Uma citação

Mas a verdade é que a maioria dos roleplaying games são superficiais ao máximo. O roleplaying é um género comercial concebido para lucrar com a cultura popular, a mesma cultura que já é explorada pelos filmes, TV, literatura popular, animação e cereais de pequeno almoço. Grande parte dos RPGs são licenças de outros media (ex.: Star Wars), tentativas para criar licenças que possam ser vendidas para outros media (ex.: Shadowrun) ou tentativas para generalizar géneros populares (Dungeons & Dragons, um jogo de "fantasia genérica"). São, de forma breve, formas culturais não-intelectuais, até anti-intelectuais, e tendem a enfatizar o combate e a violência à custa da exploração dos dramas humanos. Há algumas excepções admiráveis, como Pendragon, de Greg Stafford, um roleplaying game trágico na Grã-Bretanha do Rei Artur, mas são poucas e raras.

========

* [INSTRUÇÕES]:
(1) Que jogo a citação sobre os roleplaying games apresenta como uma das excepções admiráveis?
(2) Prossiga a citação sobre os roleplaying games a partir do ponto em que termina.

* [SECÇÃO DE DADOS]:
========

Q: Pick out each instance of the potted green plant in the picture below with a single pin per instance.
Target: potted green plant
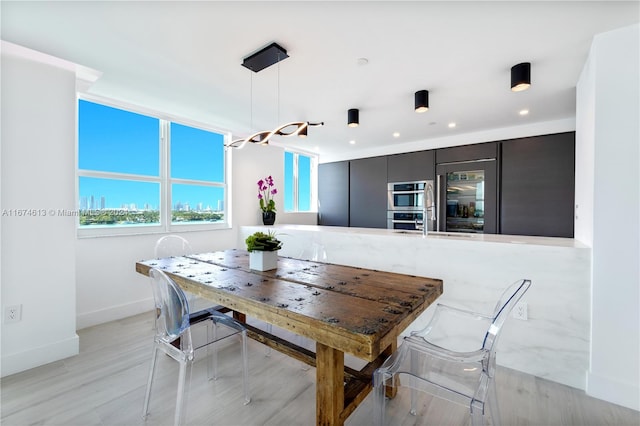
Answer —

========

* [RESPOSTAS AOS EXERCÍCIOS]:
(1) Pendragon, de Greg Stafford, um roleplaying game trágico na Grã-Bretanha do Rei Artur.

(2)
-- Greg Costikyan, na introdução a Bestial Acts, o RPG baseado nas teorias dramáticas de Bertold Brecht (Tradução e destaques meus)

Alguém quer comentar?

Ena, bem apanhado Jorge!

Quanto à superficialidade, bom… teria de saber o que é superficial, não-intelectual e anti-intelectual para o Greg para poder comentar. :wink: Também não posso a comentar por desconhecimento a origem do Shadowrun, o objectivo do D&D, ou o conteúdo dos jogos de Pendragon.

Mas lá que a maioria dos RPGs “tende a enfatizar o combate e a violência à custa da exploração dos dramas humanos”, preach on, brother Greg. Os jogos que reúnem a minha preferência são exactamente os que não gastam o seu latim a explicar um sistema de combate ultra-detalhado, e gastam sim é a explicar um sistema/esquema/plano para criar/viver/explorar/desenvolver/resolver as tais situações de drama humano.

Uma de perspectiva histórica: o texto citado e traduzido é de 1993. Nessa altura, havia bem mais razão para dizer o que aí diz do que hoje em dia.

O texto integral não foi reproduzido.